» **TASK INPUTS**
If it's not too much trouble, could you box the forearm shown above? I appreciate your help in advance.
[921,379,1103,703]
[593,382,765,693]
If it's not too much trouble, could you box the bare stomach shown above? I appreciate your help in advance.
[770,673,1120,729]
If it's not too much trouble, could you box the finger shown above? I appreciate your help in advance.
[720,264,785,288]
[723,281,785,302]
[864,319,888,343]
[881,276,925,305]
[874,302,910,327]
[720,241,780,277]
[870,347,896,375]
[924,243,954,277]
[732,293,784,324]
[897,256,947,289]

» **ABOUT THIS TASK**
Write each record out again exactly.

» **EXPECTED ANSWER**
If it's not too much trouble, could you box the forearm shown above? I appreciate your help in advance.
[921,379,1103,703]
[593,382,765,693]
If it's not too much trouble, could you box the bare stomach shown above? I appreciate your help in advance.
[770,673,1120,729]
If it's not too much trouble, could you box the finger shown above? I appreciate your help in advance.
[720,264,785,288]
[723,281,785,302]
[864,319,888,343]
[881,276,925,305]
[874,302,910,327]
[720,241,780,277]
[870,347,896,375]
[924,243,954,277]
[732,293,784,324]
[897,256,947,289]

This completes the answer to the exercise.